══ Extrait du texte
Le Corre et Andrieux se sont rendus à Trévou-Tréguignec pour effectuer l'enquête sur le vol, qui ne sera pas solutionné. Au retour de Trévou vers 13 h, les deux gendarmes arrivent à Perros-Guirec, ils se dirigent vers la brigade en passant par Garet Bigordends ou chemin des bigorneaux. Ce chemin permet d'aborder la brigade par des rues peu fréquentées. Ils sont Résistants, ils ont faussé compagnie aux allemands, ils s'attendent au pire.
Arrivant à la brigade Le Corre et Andrieux découvrent dans la cour, toutes les femmes en pleurs, ils apprennent que l'adjudant Le Jeune et le gendarme Hamon ont été arrêtés par les allemands et emmenés pour une destination inconnue.
L'adjudant Le Jeune et le gendarme Hamon ainsi que quelques Perrosiens ont dans un premier temps été appréhendés puis transportés dans divers lieux de détention, notamment la maison d'arrêt de Rennes.
Le Corre étant l'adjoint au commandant de brigade et le seul responsable présent, il téléphone au commandant de section de Lannion afin de rendre compte de la situation. La standardiste de Perros répond qu'aucune communication ne peut être transmise de Perros-Guirec, ils ont découvert le lieu de réunion des Résistants le Cheval Blanc, les interrogatoires qui y ont été conduits ont permis bon nombre d'arrestations, l'occupant interdit toute communication avec l'extérieur.
Les gendarmes Le Corre et Andrieux réalisent soudainement dans quelle situation ils se trouvent, situation tragique, le commandant de brigade et le gendarme Hamon ont été ramassés par les allemands, eux mêmes ont failli être appréhendés, la brigade est désertée seules les femmes et les enfants pleurent dans la cour.
Le Corre et Andrieux partent se cacher dans un champ proche de la brigade, les allemands ayant demandés aux femmes restées à la caserne à quelle heure ils rentraient de service. Madame Andrieux a convenu d'un signal pour avertir s'il y avait danger. Le tablier sur la tête voulait dire de se cacher, si le tablier était enlevé le danger était passé.


Dans l'après midi du 4 juin 1944
Les allemands sont dans les bureaux de la brigade, Madame Andrieux est à sa fenêtre, elle a son tablier sur la tête. Le Corre et Andrieux n'ont point besoin d'explications, le danger est imminent. Les allemands les recherchent, ils sont gendarmes, Français, Bretons et patriotes, ils choisissent de servir la France dans la clandestinité, ils rejoignent le maquis.
Le Corre et Andrieux quittent le petit champ situé derrière la brigade, ils recherchent les maquisards qu'ils connaissent bien. Le repas du soir ils le prennent chez un ami de Kerangarou. Ils continuent leur route et rencontrent les patriotes à la ferme Hillion à Perros-Guirec. Il est à noter que les gendarmes Masson et Pouliquen qui habitaient hors caserne et qui étaient au courant des événements prennent également le maquis avec Le Corre et Andrieux.
════
══ Liste des données
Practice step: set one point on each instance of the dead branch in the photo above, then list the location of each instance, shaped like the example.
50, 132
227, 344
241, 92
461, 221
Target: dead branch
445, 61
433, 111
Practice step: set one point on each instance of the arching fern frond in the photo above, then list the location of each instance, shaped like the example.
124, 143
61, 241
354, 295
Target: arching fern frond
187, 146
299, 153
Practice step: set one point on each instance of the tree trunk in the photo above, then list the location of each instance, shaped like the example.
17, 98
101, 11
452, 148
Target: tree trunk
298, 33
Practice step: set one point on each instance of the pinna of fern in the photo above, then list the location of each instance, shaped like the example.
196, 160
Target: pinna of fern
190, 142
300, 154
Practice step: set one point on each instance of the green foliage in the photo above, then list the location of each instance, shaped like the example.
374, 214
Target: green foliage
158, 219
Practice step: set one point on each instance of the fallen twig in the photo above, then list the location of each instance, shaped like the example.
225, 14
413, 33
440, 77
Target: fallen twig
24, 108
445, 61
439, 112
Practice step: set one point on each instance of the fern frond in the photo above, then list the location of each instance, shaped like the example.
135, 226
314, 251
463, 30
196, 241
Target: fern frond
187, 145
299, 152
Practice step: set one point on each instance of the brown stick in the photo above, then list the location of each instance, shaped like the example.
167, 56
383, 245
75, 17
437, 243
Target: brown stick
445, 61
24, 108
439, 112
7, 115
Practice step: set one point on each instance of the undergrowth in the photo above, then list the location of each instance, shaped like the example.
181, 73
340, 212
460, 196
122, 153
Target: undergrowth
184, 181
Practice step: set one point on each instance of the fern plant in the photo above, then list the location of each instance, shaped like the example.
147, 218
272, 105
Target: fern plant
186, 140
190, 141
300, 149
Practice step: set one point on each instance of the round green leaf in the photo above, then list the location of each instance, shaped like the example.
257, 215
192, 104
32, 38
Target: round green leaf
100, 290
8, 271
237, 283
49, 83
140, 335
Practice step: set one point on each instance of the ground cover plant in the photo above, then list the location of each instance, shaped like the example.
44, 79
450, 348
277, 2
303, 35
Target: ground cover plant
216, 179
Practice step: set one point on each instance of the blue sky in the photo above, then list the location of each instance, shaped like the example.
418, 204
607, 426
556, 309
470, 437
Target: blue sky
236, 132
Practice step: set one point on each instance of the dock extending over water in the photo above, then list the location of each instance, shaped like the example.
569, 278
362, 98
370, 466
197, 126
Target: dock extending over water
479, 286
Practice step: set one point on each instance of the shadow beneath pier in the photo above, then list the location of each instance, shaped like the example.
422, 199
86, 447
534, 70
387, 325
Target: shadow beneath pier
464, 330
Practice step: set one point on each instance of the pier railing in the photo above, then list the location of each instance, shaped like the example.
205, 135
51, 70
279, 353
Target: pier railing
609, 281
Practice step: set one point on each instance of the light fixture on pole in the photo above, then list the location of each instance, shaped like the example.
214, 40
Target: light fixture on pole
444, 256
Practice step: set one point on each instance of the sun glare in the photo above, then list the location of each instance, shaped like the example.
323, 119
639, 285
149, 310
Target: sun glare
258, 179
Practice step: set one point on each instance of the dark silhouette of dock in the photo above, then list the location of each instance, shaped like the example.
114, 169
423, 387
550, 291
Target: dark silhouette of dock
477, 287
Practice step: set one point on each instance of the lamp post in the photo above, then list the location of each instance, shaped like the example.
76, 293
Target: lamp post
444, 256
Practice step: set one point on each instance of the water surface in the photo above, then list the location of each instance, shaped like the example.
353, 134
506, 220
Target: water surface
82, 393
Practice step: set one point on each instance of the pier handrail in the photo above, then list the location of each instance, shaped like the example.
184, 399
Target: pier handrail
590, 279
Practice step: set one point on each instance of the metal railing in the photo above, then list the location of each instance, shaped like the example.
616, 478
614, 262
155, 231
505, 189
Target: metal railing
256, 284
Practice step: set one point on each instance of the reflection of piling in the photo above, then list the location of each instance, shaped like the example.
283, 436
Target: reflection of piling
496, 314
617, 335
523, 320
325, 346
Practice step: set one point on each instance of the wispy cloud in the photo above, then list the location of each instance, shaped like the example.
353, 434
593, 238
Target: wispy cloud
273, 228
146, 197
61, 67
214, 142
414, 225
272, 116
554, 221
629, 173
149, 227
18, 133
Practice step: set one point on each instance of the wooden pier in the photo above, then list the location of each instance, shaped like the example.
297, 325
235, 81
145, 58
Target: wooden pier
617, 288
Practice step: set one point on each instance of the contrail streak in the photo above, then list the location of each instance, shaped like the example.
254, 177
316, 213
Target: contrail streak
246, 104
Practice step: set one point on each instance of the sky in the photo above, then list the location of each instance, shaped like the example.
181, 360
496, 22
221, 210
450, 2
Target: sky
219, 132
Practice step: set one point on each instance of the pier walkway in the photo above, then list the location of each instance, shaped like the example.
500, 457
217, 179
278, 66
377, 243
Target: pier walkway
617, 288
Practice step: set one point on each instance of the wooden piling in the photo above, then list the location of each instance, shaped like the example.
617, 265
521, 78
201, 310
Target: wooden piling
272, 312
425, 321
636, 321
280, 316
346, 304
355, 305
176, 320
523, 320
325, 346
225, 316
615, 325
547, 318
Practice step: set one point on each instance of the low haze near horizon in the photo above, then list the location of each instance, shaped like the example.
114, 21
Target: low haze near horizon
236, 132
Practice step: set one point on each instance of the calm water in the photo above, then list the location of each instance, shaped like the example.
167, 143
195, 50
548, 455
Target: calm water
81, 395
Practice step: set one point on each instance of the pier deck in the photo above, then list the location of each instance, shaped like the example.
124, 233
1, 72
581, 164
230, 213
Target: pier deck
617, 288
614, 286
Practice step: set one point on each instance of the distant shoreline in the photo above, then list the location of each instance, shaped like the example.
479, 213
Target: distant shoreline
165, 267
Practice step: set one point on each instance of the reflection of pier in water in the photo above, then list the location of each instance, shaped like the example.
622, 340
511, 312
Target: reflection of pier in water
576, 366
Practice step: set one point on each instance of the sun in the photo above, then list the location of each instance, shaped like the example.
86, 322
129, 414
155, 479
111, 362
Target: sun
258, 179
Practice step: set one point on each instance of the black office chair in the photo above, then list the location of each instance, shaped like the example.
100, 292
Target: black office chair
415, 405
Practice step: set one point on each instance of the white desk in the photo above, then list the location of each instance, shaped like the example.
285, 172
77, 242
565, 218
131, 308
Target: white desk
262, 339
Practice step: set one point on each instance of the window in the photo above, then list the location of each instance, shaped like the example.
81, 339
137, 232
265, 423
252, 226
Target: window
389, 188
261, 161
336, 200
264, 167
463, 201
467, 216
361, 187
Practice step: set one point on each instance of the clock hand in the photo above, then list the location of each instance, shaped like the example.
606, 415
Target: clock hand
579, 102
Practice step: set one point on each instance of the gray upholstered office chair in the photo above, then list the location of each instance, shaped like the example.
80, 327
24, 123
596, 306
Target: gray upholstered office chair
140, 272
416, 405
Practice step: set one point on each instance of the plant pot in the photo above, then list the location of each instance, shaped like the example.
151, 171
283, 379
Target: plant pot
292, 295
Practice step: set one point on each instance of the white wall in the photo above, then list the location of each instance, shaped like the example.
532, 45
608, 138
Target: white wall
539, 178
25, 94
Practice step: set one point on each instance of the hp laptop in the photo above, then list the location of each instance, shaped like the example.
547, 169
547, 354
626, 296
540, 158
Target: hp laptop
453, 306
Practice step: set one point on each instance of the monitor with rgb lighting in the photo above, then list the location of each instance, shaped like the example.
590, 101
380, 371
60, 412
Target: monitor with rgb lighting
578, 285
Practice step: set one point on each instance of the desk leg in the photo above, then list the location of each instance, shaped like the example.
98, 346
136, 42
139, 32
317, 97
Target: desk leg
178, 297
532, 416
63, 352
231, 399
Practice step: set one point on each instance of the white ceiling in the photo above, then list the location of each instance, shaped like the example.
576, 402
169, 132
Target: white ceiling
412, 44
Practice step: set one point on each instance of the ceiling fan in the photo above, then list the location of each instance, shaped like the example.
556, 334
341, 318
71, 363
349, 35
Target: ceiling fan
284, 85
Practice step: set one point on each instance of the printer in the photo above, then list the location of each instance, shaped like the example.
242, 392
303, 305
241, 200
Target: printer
════
◆ Série d'exercices
#1 Dites si chacune des affirmations (a), (b) et (c) concorde avec le récit des gendarmes de Perros-Guirec, en répondant par oui ou non et en citant les mots décisifs du récit. (a) Le Corre et Andrieux ont élucidé le vol commis à Trévou-Tréguignec. (b) Le tablier sur la tête de Madame Andrieux signifiait qu'il fallait se cacher. (c) Les gendarmes Masson et Pouliquen logeaient à la caserne.
#2 Résumez en deux phrases le récit des gendarmes de Perros-Guirec.
#3 Rédigez la suite du récit des gendarmes de Perros-Guirec à partir de sa dernière phrase.
La liste provient d'une source distincte de ce récit.

◆ Les réponses
#1
(a) Non : « qui ne sera pas solutionné ».
(b) Oui : « Le tablier sur la tête voulait dire de se cacher ».
(c) Non : « qui habitaient hors caserne ».

#2 De retour de Trévou-Tréguignec, les gendarmes Le Corre et Andrieux apprennent à la brigade de Perros-Guirec que l'adjudant Le Jeune et le gendarme Hamon ont été arrêtés par les Allemands, puis ils vont se cacher dans un champ proche. Prévenus du danger par le tablier que Madame Andrieux porte sur la tête, ils prennent le maquis et retrouvent les patriotes à la ferme Hillion, comme les gendarmes Masson et Pouliquen.

#3
Nos quatre gendarmes ont gagné le maquis, l'adjudant Le Jeune et le gendarme Hamon ont été ramassés, en ce 4 juin 1944, la brigade de Perros-Guirec est une brigade sans gendarmes, seuls les femmes et les enfants en proie à la crainte des représailles et à la douleur de la séparation (surtout Madames Le Jeune et Hamon) occupent la brigade avec tous les risques que cela comporte en cette période de guerre.
Les gendarmes Le Corre, Andrieux, Masson et Pouliquen suivent les maquisards, ils vont ensemble jusqu'à la ferme Kerbiriou près du village de Kervélégan. Dans cette ferme, il est décidé d'aller chercher des armes près du château d'eau de Perros-Guirec à Garhent Bigorneds. Le Corre est malade il a des coliques, il ne suit pas ses camarades et passe la nuit à la ferme Kerbiriou.

Le 5 juin 1944
Le Corre rejoint ses camarades au lieu-dit Coat-Gourhant en Louannec, ils vivent dans la campagne se nourrissent dans les fermes et dorment à la belle étoile, dans les foins et les champs de blé. Le Corre déclare avoir dormi dans une charge de trèfle s'en recouvrant totalement pour se dissimuler. Yves Le Corre, nous fait remarquer que l'action qui se déroule au mois de juin, il fait très beau, c'est le printemps, le soleil et la végétation en effervescence incitent à la rêverie ... hélas la guerre est là, l'occupant aussi.

Les 6 et 7 juin 1944
Nos gendarmes suivent les maquisards, les journées se déroulent sans trop de problèmes. La nuit du 7 au 8 Le Corre, Masson et Pouliquen dorment à la ferme de Yves Marie Saliou, adjoint au Maire de Louannec. Le 8 au matin, ils quittent cette ferme pour rejoindre le maquis de Coat-Gourhant. En cours de route aux abords du café situé à Pen-ar-Hoat, un homme qu'ils connaissent Yves Rémond, les avise que les allemands sont proches et qu'ils doivent pas rester sur la route. Nos trois gendarmes s'enfuient à travers champs, ils entendent derrière eux le crépitement des mitraillettes allemandes. Ils fuient en rejoignant Coat-Gourhant.
Le gendarme Le Corre conscient de son rôle d'adjoint responsable, recherche le renseignement et entretien le contact avec les épouses toujours présentes à la brigade. Chaque jour il rencontre Madame Hamon au café Bouille à Saint-Quay-Perros et il apprend qu'ils doivent quitter leurs camarades de maquis, les femmes et les enfants de la brigade étant au courant du lieu de leurs retraites.
Nanti de ces renseignements Le Corre se rend au maquis de Coat-Gourhant en disant à ses camarades qu'il fallait pas rester à cet endroit sous peine d'être découvert.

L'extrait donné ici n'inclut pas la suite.